■ Records for this task:
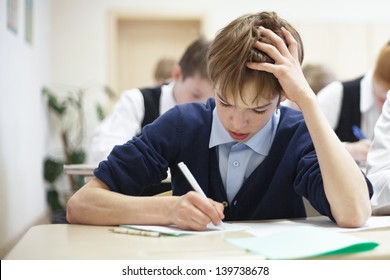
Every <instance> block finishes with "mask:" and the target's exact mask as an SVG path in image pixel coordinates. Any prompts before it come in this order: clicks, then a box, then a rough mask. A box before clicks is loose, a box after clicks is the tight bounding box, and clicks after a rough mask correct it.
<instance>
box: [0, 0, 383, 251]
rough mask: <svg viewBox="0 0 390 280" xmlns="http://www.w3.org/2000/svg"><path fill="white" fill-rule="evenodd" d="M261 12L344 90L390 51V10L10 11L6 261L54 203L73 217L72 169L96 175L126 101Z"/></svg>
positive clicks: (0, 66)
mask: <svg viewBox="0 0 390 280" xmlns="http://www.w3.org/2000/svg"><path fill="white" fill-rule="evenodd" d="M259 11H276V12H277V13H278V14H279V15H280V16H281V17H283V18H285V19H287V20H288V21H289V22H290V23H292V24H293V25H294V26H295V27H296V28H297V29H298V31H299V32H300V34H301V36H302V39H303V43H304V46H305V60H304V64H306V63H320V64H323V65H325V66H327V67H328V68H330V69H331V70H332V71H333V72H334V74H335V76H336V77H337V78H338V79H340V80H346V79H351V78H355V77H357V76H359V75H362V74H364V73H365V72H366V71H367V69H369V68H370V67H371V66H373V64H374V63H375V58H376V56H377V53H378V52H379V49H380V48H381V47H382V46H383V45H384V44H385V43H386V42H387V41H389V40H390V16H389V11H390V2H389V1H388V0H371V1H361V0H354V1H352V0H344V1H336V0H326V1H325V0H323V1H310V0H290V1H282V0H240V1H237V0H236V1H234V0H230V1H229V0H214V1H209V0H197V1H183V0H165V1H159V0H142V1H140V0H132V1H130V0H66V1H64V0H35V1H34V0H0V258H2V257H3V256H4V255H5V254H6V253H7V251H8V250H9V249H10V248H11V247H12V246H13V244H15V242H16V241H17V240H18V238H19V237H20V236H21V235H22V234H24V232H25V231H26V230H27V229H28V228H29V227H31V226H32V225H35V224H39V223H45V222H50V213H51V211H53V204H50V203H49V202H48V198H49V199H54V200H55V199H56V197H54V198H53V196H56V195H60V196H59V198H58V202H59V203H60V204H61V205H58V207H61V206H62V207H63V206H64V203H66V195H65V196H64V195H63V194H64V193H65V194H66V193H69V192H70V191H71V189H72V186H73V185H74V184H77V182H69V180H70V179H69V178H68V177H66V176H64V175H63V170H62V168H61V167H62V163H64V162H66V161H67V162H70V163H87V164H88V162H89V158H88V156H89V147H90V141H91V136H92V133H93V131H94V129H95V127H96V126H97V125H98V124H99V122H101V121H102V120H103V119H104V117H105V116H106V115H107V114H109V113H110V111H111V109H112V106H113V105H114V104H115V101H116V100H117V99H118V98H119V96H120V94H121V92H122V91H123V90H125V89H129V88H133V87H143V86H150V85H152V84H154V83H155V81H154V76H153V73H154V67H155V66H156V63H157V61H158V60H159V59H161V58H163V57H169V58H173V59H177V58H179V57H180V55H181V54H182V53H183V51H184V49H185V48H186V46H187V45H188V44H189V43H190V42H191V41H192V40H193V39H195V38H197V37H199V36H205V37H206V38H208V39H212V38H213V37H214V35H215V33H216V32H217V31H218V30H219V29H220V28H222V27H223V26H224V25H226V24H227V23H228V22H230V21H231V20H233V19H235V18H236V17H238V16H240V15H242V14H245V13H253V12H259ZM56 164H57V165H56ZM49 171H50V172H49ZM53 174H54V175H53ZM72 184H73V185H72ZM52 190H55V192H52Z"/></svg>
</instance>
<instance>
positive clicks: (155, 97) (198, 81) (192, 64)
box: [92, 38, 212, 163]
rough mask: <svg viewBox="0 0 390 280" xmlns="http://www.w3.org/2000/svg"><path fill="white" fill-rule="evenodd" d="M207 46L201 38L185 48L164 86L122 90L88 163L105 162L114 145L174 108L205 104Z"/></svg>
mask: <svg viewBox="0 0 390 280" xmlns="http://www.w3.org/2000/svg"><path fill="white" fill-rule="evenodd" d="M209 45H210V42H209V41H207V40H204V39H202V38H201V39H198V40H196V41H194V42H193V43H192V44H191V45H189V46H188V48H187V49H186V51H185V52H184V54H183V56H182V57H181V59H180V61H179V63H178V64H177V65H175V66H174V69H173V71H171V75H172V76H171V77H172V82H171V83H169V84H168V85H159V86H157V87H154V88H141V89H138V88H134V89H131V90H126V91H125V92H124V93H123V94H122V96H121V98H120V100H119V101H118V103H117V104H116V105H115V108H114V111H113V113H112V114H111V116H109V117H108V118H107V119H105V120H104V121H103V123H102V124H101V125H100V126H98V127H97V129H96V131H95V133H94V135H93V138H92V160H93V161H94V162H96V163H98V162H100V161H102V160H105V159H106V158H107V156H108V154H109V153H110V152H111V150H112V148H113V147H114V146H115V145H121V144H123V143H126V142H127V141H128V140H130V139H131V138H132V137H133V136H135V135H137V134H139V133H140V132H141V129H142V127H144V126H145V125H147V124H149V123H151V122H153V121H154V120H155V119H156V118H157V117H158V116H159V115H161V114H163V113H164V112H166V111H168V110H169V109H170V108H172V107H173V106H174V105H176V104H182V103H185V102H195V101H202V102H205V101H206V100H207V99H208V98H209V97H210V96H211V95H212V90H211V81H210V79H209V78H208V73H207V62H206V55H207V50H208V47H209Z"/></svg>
* * *
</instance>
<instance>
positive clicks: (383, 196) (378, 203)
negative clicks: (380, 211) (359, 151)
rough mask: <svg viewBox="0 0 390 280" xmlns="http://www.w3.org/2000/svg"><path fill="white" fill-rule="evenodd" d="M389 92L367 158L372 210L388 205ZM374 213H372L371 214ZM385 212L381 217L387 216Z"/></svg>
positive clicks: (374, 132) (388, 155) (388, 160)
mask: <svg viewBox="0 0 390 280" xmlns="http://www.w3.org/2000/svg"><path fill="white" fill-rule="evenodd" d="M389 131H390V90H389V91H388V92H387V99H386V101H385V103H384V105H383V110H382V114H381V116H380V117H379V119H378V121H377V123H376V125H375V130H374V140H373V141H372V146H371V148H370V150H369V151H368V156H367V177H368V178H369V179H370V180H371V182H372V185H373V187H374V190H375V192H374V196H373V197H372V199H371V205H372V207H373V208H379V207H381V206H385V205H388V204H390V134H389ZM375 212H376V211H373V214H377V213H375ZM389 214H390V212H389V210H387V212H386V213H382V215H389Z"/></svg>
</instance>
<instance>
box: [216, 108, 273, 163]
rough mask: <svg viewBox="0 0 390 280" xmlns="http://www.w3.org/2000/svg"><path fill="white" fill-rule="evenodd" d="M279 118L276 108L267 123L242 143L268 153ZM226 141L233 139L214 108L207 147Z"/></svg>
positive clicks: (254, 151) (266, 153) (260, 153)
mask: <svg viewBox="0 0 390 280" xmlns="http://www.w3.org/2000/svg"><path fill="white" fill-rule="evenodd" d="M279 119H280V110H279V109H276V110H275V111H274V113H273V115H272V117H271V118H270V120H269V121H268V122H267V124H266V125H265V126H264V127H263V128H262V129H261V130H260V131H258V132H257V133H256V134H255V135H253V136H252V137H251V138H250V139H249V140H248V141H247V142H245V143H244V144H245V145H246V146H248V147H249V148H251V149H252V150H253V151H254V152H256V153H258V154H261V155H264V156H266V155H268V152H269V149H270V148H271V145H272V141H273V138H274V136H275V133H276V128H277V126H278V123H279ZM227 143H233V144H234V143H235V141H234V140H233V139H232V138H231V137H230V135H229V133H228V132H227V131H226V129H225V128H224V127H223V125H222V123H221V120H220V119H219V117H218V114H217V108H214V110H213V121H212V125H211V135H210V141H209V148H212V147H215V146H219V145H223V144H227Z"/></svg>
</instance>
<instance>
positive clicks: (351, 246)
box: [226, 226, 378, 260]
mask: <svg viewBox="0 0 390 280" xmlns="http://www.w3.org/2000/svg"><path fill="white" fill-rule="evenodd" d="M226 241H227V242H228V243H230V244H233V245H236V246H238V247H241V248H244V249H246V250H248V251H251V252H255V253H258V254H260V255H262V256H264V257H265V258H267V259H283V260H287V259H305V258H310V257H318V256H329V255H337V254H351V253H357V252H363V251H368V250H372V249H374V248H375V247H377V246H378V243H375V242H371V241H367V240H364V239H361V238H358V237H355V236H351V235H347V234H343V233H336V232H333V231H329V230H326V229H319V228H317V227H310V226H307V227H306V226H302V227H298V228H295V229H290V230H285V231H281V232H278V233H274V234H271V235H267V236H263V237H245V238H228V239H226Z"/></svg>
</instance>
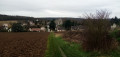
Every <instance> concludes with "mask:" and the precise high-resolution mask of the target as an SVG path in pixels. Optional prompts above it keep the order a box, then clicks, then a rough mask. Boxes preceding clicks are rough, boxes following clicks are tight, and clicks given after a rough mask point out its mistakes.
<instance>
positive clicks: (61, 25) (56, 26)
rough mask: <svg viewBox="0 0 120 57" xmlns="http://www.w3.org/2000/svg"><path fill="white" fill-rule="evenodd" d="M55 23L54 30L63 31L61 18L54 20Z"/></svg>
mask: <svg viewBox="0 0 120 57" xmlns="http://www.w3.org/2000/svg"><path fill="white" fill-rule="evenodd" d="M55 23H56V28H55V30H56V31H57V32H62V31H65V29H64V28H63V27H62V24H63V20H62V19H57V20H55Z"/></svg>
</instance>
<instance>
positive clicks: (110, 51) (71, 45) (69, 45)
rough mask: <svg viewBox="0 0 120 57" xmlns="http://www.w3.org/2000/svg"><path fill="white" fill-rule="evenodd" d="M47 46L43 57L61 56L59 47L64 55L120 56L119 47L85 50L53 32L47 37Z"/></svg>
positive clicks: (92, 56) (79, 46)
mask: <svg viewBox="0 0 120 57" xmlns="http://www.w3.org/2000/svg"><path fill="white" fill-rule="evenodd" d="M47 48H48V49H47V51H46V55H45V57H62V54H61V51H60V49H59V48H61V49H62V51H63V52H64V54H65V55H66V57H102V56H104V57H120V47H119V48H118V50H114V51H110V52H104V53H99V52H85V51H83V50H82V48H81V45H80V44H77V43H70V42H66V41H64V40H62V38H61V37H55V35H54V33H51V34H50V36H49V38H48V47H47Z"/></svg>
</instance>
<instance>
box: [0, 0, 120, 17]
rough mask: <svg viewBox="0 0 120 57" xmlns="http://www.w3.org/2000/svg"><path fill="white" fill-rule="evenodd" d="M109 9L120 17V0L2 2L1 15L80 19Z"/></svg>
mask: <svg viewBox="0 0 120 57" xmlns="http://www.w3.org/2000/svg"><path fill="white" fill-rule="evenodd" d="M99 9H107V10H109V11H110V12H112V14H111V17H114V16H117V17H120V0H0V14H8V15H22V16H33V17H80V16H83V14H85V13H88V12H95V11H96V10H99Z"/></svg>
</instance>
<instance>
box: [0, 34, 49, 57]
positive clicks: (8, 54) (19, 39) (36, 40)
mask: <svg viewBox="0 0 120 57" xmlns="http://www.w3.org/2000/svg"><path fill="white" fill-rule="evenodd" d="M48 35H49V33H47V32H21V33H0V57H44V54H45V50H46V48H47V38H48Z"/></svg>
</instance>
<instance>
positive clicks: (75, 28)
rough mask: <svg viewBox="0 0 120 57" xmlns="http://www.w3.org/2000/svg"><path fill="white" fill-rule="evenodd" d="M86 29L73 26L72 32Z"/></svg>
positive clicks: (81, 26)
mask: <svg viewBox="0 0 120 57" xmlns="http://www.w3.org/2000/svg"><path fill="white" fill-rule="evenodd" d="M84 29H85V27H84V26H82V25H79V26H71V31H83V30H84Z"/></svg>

■ Exercise details: Count the lines in the rows above that contain the word "positive". Reply with only the number.

■ Completed task: 12